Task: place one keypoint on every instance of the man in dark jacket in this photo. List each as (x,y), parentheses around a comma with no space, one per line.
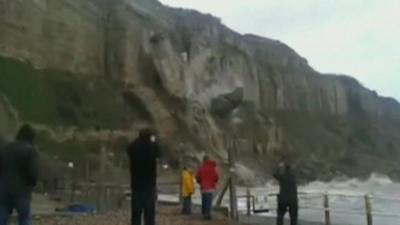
(143,154)
(287,198)
(207,176)
(18,176)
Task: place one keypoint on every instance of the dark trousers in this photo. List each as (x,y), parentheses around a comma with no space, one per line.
(21,204)
(206,204)
(143,204)
(283,207)
(187,205)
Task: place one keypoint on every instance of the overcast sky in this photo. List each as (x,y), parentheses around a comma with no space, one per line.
(360,38)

● ● ● ●

• _YOUR TASK_:
Quote all of the records above word for word, leaving out the pictures.

• _TASK RESULT_:
Task: place one keypoint on every instance of the man in dark jacket in this photo. List each as (x,y), parentheses around a comma with no space, one per line.
(143,154)
(287,198)
(207,176)
(18,176)
Task: place one keypoint on every instance of the dark trousers in this photo. List each as (x,y), parentheses around a comma with no space, one per line.
(21,204)
(206,204)
(143,204)
(283,207)
(187,205)
Task: place one keypoint on every instance of the overcast sky in this photo. List each as (x,y), parentheses around a comma with no space, one per line.
(360,38)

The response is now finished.